_Task statement_
Exactly reproduce each record listed below.

_Records for processing_
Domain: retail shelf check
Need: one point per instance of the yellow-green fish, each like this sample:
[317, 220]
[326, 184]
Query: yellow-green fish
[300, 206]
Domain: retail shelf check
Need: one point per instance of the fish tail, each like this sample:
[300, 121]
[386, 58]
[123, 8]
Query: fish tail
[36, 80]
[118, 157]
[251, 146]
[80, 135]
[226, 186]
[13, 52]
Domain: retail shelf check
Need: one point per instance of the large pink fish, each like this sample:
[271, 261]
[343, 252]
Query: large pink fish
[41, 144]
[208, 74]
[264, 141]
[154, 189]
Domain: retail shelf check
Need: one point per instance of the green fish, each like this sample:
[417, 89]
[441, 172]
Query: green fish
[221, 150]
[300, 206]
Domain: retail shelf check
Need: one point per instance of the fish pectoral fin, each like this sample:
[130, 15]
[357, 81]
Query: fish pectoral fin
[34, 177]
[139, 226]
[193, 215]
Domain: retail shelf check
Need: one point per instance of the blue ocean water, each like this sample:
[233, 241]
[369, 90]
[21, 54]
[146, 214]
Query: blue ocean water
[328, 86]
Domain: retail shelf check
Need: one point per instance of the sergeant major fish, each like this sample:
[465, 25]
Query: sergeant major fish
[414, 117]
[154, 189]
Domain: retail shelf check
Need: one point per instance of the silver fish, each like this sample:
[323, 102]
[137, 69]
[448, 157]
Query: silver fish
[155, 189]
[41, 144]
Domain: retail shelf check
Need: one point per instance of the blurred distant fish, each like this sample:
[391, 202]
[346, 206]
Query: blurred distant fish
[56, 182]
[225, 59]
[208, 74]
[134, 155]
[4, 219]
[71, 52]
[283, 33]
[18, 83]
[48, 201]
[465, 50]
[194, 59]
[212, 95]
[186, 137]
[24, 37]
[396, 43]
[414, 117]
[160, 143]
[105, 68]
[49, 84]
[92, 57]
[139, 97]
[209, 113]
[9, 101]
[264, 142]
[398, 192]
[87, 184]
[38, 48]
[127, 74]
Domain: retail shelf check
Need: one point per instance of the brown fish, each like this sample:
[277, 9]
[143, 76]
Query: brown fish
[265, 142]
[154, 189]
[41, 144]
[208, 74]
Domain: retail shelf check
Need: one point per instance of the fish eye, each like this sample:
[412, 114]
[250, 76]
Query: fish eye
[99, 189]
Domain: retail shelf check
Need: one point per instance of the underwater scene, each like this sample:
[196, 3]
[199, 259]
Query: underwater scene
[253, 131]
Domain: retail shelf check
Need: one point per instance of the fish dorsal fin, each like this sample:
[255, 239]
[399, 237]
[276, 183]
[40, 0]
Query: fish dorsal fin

_Output below_
Domain: retail shelf check
Need: one point per instance of the yellow-green fish, each like this sample:
[317, 220]
[326, 184]
Query: yellow-green fish
[300, 206]
Domain: retail shelf check
Need: one point per instance of the fish tail, each like this sample:
[300, 121]
[386, 58]
[123, 8]
Query: fish tail
[36, 80]
[118, 157]
[251, 146]
[80, 135]
[226, 186]
[13, 52]
Domain: retail shelf check
Need: one point per instance of the large pink fish, each like this sample:
[271, 261]
[343, 252]
Query: large pink fish
[41, 144]
[208, 74]
[264, 141]
[154, 189]
Domain: retail shelf check
Need: one point per instance of the green fish, each like this sample:
[417, 89]
[441, 172]
Query: green fish
[221, 150]
[300, 206]
Domain: retail shelf check
Need: one point per instance of the fish pectoral fin, each like this sample:
[130, 15]
[357, 81]
Query: fish pectoral fin
[34, 177]
[139, 226]
[193, 215]
Domain: retail shelf check
Need: one point per instance of the blue ocean water, each like this sample:
[233, 241]
[369, 90]
[21, 54]
[146, 214]
Query: blue ocean water
[328, 86]
Domain: retail shelf check
Need: one point per instance of the sergeant major fish, each like this sample:
[465, 25]
Query: sergeant major fish
[414, 117]
[154, 189]
Domain: retail shelf check
Need: one point per instance of the silver fish, each like this sample:
[323, 102]
[137, 69]
[448, 157]
Query: silver fish
[155, 189]
[41, 144]
Domain: retail shelf check
Need: one point per instance of the blurred distant fish, each like this sample:
[391, 202]
[346, 206]
Query: blurred distant fish
[56, 182]
[225, 59]
[208, 74]
[134, 155]
[4, 219]
[71, 52]
[283, 33]
[18, 83]
[48, 201]
[465, 50]
[194, 59]
[212, 95]
[186, 137]
[24, 37]
[396, 43]
[414, 117]
[160, 143]
[105, 68]
[49, 84]
[92, 57]
[139, 97]
[209, 113]
[9, 101]
[264, 142]
[398, 192]
[87, 184]
[38, 48]
[127, 74]
Domain: retail shelf check
Need: one point per instance of the brown fish, each like this sample:
[277, 9]
[143, 76]
Query: brown fish
[265, 142]
[154, 189]
[41, 144]
[208, 74]
Domain: retail shelf check
Need: one point per instance of the fish eye, each like this sample:
[412, 114]
[250, 76]
Query: fish eye
[99, 189]
Domain: retail shelf check
Need: one point per instance of the underwater scene, each like this sample:
[196, 3]
[199, 259]
Query: underwater scene
[253, 131]
Domain: retail shelf check
Need: one point per instance of the fish dorsal fin, each like this sample:
[255, 239]
[399, 237]
[276, 183]
[40, 0]
Query: fish dorsal fin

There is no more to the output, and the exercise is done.